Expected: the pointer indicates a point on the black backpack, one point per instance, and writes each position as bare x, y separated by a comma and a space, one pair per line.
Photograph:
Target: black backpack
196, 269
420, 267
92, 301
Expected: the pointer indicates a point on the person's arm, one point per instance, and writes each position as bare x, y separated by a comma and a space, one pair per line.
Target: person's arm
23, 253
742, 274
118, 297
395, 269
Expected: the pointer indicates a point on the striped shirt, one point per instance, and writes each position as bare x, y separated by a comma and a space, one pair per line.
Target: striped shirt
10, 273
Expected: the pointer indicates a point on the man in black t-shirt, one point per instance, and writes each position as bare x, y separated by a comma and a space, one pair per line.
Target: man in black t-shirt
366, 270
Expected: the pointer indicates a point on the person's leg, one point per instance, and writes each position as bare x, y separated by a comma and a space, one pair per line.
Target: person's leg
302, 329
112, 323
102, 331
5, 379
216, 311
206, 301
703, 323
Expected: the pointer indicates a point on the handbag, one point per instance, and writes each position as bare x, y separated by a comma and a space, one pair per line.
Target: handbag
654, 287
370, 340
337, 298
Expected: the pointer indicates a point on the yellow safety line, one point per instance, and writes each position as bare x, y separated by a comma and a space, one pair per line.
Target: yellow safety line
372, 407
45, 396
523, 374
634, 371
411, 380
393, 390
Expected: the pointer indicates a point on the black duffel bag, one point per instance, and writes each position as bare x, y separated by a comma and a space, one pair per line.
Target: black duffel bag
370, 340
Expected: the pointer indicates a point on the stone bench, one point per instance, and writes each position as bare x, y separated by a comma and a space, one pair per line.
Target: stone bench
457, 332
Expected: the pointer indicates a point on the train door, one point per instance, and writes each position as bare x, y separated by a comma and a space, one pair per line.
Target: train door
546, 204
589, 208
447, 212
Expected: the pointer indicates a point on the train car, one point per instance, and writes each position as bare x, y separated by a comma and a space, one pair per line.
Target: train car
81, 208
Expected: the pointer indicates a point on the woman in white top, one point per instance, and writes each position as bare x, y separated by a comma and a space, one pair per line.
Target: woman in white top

* * * *

Task: Restate all of the entries exactly, please.

Written answer:
Expected: the pointer indicates a point on the black backpack, one point per instance, and writes each position as bare x, y separated by a comma and a space, one pair per line.
Photograph:
Target: black backpack
196, 269
420, 267
92, 301
Expected: the pointer indicates a point on the person's arm, one point per instance, and writes each position as bare x, y separated by a comma and a space, one pair per line.
Target: person's arm
23, 253
742, 274
118, 297
395, 269
Expected: the pointer indicates a point on the striped shirt, one point per instance, and writes each position as bare x, y separated by a comma and a space, one pair per line.
Target: striped shirt
10, 273
Expected: the pointer indicates a point on the man in black t-shirt, one point per instance, and writes each position as bare x, y separated by a comma and a space, one pair per line.
Target: man in black t-shirt
366, 270
Expected: the pointer indicates a point on the person's leg, one point per instance, and writes each position as bare x, y separated by a comma and a space, one pair per line.
Target: person's leg
302, 329
112, 323
102, 331
5, 379
216, 311
206, 301
703, 323
Expected: the pointer indicates a point on the handbag, one point per instance, and writes each position as bare x, y separated by a comma and a space, one pair per line.
Target: handbag
654, 287
370, 340
337, 298
Expected: the pointer indicates a point on the yellow safety line, one point per instance, and writes each position as bare x, y separated by a comma and a space, one pair per line.
Target: yellow safety line
372, 407
45, 396
523, 374
634, 371
411, 380
393, 390
Expected: the pointer indicates a point on the black duffel bag, one point per instance, and writes each position as bare x, y separated by a comma and a space, one pair per line.
Target: black duffel bag
370, 340
Expected: the pointer indicates a point on the stone bench, one point per instance, and writes each position as bare x, y separated by a comma and a space, one pair per line.
Target: stone bench
457, 332
Expected: the pointer indicates a point on the train door, one point per instance, and writes each position as bare x, y separated by a comma and a space, one pair per line.
Target: train door
546, 204
589, 208
447, 212
Expected: the pointer indicates a point on the train car, one point per instance, and writes each position as bare x, y separated by a comma and a space, one pair per line.
Target: train car
81, 208
Expected: the pointer indicates a point on the woman in white top, one point per instance, and writes each position as bare x, y separated by a comma and a space, one pair per line.
Target: woman in white top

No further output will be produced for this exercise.